◆ TASK BRIEF ◆
Copy out every line in the rows below that contains the string "spire".
▶
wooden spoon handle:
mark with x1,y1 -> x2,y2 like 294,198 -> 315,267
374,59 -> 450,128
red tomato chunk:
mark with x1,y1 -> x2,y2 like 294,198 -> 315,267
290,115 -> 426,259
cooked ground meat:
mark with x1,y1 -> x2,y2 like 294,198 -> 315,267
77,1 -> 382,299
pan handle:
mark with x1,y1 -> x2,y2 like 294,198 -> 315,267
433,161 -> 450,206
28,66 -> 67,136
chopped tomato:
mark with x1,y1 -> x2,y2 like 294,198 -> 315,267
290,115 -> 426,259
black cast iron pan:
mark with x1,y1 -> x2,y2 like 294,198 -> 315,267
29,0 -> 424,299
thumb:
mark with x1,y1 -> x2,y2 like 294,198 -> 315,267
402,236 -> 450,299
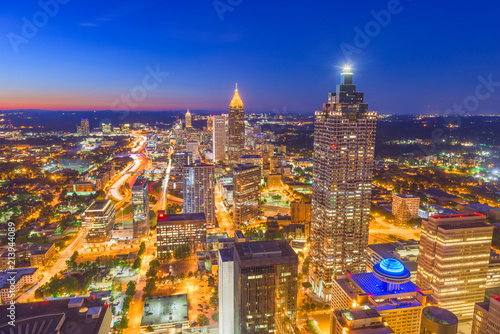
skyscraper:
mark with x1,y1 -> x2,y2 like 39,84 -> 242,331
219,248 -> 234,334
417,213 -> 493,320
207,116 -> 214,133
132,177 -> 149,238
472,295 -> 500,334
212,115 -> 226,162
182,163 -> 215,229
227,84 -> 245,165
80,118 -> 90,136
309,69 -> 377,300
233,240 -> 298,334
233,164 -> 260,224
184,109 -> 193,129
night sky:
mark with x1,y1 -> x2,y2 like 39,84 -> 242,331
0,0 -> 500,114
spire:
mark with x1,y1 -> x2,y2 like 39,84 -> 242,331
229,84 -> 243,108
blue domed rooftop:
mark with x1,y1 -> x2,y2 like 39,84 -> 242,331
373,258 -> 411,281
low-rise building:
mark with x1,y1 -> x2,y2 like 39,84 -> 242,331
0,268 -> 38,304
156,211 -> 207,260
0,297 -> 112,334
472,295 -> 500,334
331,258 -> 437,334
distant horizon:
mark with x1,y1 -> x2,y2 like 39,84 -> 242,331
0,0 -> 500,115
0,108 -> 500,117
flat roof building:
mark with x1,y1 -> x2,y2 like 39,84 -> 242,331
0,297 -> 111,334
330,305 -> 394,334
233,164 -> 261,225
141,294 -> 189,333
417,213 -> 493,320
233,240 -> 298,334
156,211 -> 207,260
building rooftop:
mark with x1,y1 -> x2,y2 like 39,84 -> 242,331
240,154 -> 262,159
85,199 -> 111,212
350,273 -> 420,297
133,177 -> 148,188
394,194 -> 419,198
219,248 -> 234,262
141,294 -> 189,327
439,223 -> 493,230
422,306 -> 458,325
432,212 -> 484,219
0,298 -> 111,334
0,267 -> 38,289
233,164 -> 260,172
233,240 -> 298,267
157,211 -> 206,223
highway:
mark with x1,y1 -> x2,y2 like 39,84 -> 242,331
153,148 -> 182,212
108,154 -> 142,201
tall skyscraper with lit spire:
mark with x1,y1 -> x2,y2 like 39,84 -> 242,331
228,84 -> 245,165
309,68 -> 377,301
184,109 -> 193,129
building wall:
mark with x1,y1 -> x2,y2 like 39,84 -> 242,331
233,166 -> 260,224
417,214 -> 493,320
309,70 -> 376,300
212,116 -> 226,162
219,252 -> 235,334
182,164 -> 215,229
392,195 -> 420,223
◀
▶
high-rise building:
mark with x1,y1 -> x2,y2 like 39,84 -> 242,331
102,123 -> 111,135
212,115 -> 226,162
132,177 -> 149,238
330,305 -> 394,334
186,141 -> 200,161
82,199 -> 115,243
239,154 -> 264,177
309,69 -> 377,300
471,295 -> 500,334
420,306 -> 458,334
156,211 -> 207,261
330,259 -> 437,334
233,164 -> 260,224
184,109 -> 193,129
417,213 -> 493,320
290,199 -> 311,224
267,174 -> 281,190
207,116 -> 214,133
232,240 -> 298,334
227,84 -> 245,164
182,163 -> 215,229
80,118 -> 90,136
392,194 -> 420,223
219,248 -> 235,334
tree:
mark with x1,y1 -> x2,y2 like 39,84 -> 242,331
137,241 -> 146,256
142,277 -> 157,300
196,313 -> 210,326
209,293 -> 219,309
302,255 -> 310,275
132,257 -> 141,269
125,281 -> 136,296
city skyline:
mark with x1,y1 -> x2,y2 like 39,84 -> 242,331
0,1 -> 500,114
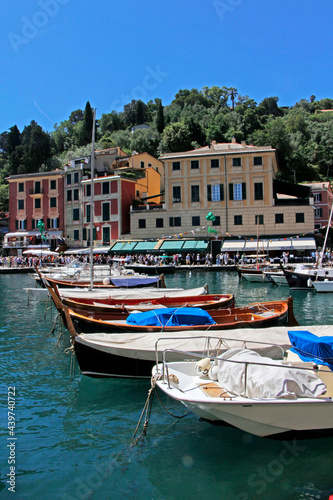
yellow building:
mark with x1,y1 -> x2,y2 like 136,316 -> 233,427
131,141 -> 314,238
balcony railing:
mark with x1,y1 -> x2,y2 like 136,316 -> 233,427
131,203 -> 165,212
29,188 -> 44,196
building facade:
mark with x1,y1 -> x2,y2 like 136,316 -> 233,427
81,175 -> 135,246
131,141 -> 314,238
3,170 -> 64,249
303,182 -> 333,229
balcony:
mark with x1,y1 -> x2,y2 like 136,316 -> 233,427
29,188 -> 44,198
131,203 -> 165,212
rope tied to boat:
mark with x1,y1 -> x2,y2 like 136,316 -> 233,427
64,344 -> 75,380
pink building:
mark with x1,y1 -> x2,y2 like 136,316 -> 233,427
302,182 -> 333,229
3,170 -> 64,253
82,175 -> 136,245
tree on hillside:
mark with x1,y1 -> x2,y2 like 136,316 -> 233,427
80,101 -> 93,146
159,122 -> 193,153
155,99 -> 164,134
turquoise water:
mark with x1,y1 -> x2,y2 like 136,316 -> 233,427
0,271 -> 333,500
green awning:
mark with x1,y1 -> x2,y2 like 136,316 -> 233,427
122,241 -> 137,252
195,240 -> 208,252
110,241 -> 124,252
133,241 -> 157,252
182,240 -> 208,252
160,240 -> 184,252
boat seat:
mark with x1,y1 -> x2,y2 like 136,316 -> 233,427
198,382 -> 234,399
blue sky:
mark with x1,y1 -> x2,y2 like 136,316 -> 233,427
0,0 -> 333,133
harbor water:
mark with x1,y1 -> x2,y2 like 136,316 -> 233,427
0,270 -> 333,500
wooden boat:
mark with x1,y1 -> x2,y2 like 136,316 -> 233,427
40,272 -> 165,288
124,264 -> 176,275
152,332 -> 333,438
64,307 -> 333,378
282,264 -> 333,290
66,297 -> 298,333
◀
▶
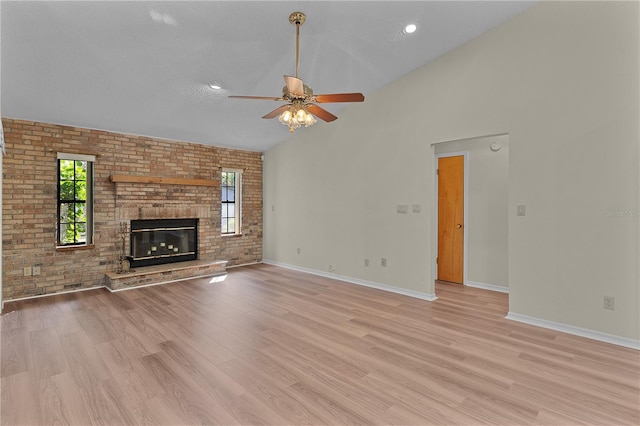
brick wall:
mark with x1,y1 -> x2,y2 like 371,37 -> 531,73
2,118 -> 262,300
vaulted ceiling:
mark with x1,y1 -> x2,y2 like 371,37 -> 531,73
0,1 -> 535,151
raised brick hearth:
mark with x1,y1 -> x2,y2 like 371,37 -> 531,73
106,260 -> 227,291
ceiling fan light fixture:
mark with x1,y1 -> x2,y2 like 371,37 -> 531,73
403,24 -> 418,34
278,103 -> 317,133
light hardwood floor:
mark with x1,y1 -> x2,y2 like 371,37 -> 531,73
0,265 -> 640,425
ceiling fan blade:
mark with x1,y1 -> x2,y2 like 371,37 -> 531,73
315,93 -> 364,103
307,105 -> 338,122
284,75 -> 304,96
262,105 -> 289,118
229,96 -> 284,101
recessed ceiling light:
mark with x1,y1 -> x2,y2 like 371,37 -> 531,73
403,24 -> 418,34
◀
◆ ANSWER TO THIS EXERCISE ◆
spire:
tall skyscraper with lit spire:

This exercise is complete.